--- BEGIN SUPPLIED DATA ---

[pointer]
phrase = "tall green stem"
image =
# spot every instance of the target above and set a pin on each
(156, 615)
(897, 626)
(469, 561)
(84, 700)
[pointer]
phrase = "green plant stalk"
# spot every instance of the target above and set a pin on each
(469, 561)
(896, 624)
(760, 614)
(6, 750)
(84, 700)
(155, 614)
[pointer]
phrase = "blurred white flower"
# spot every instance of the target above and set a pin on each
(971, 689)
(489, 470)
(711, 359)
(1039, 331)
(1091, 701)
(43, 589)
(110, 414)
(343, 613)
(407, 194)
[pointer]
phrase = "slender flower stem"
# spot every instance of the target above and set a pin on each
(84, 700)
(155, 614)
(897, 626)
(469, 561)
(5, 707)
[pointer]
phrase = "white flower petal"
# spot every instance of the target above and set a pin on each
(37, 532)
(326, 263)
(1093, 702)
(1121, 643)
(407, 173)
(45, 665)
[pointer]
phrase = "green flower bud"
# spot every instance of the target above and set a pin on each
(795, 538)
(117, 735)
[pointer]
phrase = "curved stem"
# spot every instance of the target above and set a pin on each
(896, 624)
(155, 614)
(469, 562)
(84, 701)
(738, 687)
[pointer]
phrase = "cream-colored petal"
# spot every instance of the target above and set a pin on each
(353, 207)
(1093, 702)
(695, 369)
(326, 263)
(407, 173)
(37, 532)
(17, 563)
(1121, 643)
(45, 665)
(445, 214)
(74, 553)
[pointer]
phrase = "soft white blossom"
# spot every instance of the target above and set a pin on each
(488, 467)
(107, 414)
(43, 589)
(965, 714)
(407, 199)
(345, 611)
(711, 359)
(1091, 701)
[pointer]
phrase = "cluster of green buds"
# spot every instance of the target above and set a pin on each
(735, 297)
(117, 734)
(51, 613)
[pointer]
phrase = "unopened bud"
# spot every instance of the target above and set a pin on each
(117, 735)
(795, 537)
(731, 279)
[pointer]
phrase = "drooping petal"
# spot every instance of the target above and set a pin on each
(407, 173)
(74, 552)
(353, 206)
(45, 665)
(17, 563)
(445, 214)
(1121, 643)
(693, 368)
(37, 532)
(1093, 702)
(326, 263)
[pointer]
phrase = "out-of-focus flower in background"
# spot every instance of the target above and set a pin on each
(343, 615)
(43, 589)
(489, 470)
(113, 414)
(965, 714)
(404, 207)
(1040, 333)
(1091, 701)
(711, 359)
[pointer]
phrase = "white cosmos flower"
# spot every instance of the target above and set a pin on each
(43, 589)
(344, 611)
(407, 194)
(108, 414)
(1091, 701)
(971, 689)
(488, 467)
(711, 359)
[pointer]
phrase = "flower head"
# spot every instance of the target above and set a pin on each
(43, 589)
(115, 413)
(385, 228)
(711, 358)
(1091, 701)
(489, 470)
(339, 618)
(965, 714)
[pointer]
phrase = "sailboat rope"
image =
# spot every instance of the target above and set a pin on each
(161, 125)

--- END SUPPLIED DATA ---

Each line in the material above must be retyped without alteration.

*SOLUTION TO THIS PROBLEM:*
[pointer]
phrase = "tall green stem"
image =
# spot every instance of the target above and set a pin on each
(156, 615)
(897, 626)
(469, 561)
(84, 700)
[pointer]
phrase = "green plant stalk"
# spot every instance of the target above and set a pin on each
(469, 561)
(896, 624)
(760, 614)
(6, 750)
(84, 700)
(155, 614)
[pointer]
phrase = "blurred white flower"
# spot every instance of the target above and set a pin on each
(971, 689)
(489, 470)
(711, 359)
(1039, 331)
(1091, 701)
(43, 589)
(110, 414)
(343, 613)
(407, 194)
[pointer]
phrase = "slender flower stem"
# spot every instance of the target above and set a pin on each
(84, 700)
(155, 614)
(897, 626)
(469, 561)
(5, 707)
[pointer]
phrase = "white flower petal"
# spot every instance of the target above and set a pin on each
(37, 532)
(326, 263)
(1093, 702)
(1121, 643)
(407, 173)
(45, 665)
[pointer]
phrase = "green flower bud"
# spot every instance of the target above and set a pin on each
(795, 538)
(117, 735)
[pointer]
phrase = "curved stem"
# spot every instance of the target above and set a pin on each
(896, 624)
(155, 614)
(469, 562)
(84, 701)
(738, 687)
[pointer]
phrase = "cream-colored petal"
# spot every instance of the target above and set a pin on each
(353, 207)
(1093, 702)
(695, 369)
(326, 263)
(407, 173)
(37, 532)
(17, 563)
(1121, 643)
(45, 665)
(445, 214)
(74, 553)
[pointer]
phrase = "soft white blossom"
# spot every instance of the target above and set a pin on each
(488, 467)
(107, 414)
(43, 589)
(965, 714)
(407, 199)
(345, 611)
(711, 359)
(1091, 701)
[pointer]
phrase = "cluster of green buds"
# spot every instance of the target above and set a pin on each
(735, 297)
(117, 734)
(51, 613)
[pointer]
phrase = "unopened bud"
# spot every instance of the target above and set a pin on each
(117, 735)
(795, 537)
(731, 279)
[pointer]
phrase = "drooping petal"
# spot every instance of the target above and set a pin on each
(407, 173)
(74, 552)
(353, 206)
(45, 665)
(17, 563)
(445, 214)
(1121, 643)
(693, 368)
(37, 532)
(1093, 702)
(326, 263)
[pointer]
phrase = "out-of-focus flower in background"
# spot every instance of the target above and set a pin on each
(343, 615)
(43, 589)
(489, 470)
(113, 414)
(965, 714)
(404, 207)
(1040, 333)
(1091, 701)
(711, 359)
[pointer]
phrase = "white cosmos flower"
# spot every instance of the target above and set a pin on each
(43, 589)
(344, 611)
(407, 194)
(108, 414)
(1091, 701)
(971, 689)
(488, 467)
(711, 359)
[pointer]
phrase = "flower head"
# spot every instance of the target above and set a pin on each
(43, 589)
(115, 413)
(385, 228)
(711, 358)
(1091, 701)
(489, 470)
(339, 618)
(965, 714)
[pointer]
phrase = "sailboat rope"
image =
# spot every instance of the target above and set a pin on each
(161, 125)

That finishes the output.